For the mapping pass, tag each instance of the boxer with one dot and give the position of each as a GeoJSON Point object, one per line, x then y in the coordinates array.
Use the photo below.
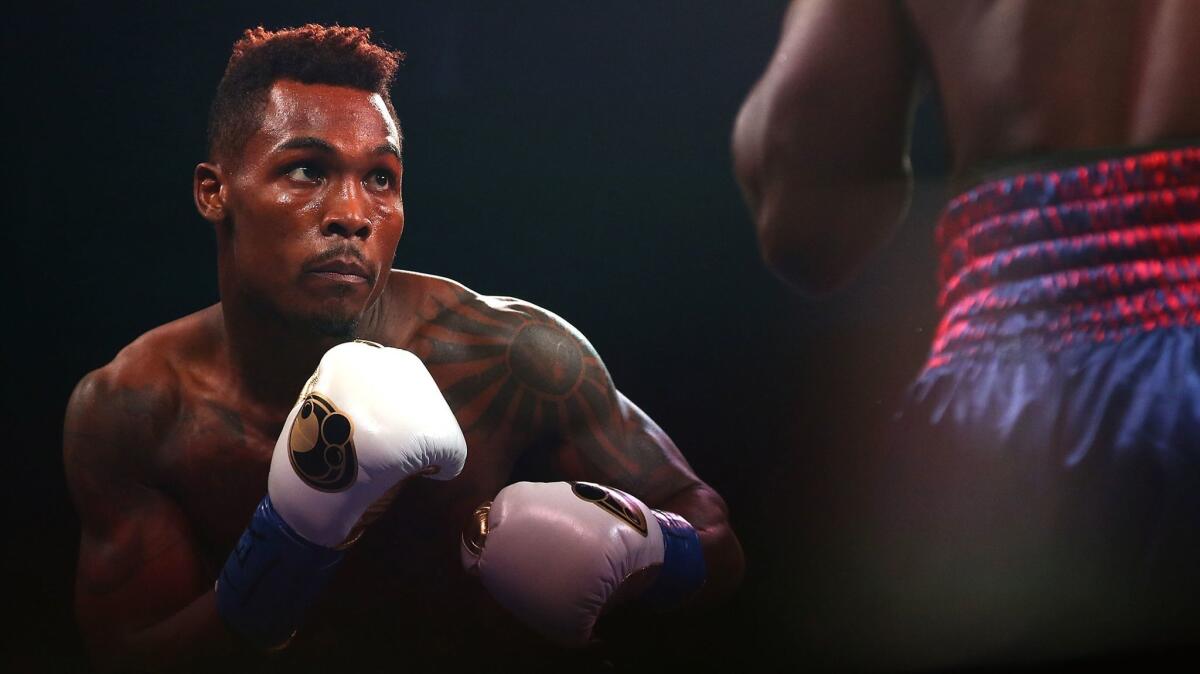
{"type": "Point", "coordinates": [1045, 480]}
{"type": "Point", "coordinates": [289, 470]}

-=-=-

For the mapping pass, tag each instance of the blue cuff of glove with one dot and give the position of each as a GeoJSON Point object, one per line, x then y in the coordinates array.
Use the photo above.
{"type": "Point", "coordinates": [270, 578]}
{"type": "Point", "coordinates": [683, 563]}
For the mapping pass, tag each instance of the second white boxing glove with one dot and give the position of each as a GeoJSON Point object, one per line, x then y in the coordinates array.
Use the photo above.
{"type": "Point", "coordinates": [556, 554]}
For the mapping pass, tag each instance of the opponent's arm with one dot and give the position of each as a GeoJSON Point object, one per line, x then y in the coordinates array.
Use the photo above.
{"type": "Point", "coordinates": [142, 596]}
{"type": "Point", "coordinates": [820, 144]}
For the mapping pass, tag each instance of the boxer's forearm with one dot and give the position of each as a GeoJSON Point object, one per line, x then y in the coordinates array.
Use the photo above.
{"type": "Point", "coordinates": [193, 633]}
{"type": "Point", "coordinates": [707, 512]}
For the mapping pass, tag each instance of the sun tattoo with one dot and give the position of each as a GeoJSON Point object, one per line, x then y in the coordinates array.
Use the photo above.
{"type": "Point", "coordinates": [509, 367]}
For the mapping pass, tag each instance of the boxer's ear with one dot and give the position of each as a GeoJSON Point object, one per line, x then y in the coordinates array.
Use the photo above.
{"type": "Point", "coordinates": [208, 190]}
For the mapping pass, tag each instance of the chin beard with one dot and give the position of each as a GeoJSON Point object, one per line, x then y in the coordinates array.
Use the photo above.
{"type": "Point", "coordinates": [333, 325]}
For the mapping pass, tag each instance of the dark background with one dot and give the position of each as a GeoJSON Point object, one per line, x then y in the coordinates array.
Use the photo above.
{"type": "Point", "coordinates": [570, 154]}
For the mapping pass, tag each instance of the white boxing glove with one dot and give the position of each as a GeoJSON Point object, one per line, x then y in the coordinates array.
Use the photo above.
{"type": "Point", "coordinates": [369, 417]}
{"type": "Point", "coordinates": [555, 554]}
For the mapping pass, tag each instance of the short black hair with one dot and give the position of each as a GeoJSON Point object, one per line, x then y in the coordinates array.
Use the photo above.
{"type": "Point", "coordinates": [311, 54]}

-=-=-

Pull out every line of the material above that contains the string "boxer". Uppercase and lowercase letters count as different.

# FULL ANSWER
For the mapping pass, tag each instance of the boxer with one dot and give the position of each as a GeoJSON Point object, one per line, x then y in the coordinates array.
For the mapping pass, tag each instance of the boxer's forearm with one dot and give the position of each as a GeoJSON Point object, one per line, x then y in the coordinates array.
For the mapping pass, tag each instance of the boxer's ear with one dot and give the position of each as a GeoJSON Point object, one per line, x then y in the coordinates array.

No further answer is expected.